# [WORK ORDER]
What is needed is each line of the data below that holds the string "sleeve".

======== RECORDS TO USE

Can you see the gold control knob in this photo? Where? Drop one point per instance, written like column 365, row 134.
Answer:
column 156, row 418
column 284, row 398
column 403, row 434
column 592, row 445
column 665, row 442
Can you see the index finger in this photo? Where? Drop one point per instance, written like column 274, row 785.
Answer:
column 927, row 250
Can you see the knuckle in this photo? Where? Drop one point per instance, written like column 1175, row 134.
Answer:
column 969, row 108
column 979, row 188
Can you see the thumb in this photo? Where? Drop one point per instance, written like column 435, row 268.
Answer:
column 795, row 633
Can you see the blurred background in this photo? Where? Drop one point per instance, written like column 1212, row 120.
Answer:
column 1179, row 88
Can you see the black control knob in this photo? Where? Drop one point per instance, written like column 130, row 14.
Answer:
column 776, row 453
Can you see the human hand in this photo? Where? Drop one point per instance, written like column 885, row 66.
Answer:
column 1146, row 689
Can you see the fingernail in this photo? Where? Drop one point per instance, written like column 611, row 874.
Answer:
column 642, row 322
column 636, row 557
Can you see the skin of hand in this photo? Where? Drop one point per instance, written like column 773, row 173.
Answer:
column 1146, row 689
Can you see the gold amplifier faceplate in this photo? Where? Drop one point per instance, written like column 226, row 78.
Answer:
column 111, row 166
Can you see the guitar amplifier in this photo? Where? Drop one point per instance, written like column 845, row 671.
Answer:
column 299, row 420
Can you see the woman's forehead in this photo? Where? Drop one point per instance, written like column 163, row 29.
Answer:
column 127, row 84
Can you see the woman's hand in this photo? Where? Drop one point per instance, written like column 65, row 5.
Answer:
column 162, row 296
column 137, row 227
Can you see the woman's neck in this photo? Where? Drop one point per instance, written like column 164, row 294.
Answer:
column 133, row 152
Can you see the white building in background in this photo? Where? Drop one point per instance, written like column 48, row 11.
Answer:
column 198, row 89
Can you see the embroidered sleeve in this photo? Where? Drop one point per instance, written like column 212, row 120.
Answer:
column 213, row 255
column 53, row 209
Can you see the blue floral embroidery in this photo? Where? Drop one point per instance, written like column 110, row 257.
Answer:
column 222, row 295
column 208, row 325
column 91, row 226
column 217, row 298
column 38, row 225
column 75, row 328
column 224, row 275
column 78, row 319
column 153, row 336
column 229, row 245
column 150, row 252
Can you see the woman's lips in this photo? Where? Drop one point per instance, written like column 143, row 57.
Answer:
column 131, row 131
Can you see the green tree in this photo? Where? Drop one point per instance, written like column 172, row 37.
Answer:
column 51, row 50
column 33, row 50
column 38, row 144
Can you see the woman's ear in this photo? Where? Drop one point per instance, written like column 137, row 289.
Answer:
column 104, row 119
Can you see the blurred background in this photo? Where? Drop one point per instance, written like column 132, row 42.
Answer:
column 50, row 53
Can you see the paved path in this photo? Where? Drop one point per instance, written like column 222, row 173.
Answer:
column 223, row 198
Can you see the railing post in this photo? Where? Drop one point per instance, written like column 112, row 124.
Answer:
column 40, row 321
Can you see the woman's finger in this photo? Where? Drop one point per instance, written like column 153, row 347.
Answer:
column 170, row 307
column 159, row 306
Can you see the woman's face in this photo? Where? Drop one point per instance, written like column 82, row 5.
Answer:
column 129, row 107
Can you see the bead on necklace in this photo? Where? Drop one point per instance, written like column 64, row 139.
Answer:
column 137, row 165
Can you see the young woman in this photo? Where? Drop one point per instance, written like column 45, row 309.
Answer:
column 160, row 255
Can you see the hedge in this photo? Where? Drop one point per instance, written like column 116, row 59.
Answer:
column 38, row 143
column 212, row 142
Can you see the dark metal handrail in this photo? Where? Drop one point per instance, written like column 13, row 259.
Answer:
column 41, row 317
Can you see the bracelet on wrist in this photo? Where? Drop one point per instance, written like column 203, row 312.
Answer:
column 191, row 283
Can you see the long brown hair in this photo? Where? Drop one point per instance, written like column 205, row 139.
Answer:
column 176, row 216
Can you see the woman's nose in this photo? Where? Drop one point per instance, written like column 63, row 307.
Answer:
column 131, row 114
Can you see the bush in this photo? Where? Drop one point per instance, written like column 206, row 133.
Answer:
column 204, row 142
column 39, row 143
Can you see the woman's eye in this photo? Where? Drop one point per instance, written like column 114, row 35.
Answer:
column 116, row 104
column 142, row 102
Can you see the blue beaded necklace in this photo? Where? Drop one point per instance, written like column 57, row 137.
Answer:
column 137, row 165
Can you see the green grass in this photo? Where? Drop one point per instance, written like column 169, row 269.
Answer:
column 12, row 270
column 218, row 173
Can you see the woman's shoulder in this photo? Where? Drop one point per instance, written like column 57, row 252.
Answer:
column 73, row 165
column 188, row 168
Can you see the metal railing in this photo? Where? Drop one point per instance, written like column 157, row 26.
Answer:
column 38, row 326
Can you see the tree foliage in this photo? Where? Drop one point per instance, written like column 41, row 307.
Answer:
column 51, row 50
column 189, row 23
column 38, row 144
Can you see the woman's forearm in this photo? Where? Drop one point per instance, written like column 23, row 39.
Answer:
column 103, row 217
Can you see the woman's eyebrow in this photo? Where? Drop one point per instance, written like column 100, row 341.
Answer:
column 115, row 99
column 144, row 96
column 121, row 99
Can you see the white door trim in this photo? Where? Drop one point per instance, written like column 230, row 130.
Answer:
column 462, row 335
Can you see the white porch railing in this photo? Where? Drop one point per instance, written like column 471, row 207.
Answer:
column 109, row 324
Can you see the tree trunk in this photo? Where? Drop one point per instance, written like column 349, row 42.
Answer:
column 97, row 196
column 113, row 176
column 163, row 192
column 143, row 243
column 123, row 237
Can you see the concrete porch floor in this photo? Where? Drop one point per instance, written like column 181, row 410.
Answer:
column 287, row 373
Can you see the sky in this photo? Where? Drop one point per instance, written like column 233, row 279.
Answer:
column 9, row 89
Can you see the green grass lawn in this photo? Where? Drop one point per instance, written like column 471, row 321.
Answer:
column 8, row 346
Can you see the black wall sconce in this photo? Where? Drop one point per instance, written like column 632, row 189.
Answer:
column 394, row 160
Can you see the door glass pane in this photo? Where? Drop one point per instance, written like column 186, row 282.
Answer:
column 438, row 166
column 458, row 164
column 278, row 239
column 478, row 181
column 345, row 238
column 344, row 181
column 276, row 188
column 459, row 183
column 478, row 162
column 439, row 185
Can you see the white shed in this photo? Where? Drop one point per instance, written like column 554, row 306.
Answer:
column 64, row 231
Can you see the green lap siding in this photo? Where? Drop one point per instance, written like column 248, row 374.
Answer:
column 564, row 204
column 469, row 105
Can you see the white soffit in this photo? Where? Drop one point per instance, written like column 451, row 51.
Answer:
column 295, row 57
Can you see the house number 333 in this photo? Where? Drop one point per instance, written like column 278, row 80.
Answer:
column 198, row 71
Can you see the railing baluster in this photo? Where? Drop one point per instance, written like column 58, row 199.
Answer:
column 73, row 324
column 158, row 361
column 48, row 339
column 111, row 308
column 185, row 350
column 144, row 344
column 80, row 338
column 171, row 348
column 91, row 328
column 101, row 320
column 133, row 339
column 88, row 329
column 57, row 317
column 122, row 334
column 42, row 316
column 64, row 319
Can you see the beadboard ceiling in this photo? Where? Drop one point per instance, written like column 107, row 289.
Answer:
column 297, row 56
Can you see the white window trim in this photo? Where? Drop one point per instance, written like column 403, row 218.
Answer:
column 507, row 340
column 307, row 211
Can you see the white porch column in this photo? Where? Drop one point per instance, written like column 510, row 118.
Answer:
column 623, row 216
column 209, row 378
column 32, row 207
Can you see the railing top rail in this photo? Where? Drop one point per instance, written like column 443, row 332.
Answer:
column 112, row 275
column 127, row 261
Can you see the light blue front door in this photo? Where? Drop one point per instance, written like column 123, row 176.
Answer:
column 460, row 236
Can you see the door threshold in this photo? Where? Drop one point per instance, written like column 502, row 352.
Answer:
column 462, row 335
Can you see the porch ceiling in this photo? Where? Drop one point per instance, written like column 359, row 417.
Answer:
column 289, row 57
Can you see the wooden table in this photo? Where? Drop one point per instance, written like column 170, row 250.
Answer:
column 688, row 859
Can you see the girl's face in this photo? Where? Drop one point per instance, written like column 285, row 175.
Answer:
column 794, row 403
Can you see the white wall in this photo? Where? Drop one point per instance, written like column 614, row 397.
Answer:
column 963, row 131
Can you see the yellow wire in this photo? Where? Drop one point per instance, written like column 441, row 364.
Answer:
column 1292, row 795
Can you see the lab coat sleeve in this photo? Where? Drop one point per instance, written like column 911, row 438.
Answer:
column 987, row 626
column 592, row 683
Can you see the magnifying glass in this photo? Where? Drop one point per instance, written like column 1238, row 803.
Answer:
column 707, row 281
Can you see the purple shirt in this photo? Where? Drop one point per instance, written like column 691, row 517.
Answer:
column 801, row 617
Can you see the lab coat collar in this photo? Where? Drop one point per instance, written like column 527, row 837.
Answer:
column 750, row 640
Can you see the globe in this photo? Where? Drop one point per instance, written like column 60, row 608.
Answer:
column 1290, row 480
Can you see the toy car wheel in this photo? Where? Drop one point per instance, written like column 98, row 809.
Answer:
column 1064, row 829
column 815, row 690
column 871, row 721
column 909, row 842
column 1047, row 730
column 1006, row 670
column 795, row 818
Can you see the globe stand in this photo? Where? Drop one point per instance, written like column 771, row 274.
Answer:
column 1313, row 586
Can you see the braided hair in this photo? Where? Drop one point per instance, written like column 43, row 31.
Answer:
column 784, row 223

================

# [PROBLEM SOLUTION]
Can you see the embroidered sleeve in this photo? Where? Drop one point per instance, written like column 212, row 120.
Can you see the lab coat sleeve in this photo? Where? Drop one point per instance, written like column 911, row 438.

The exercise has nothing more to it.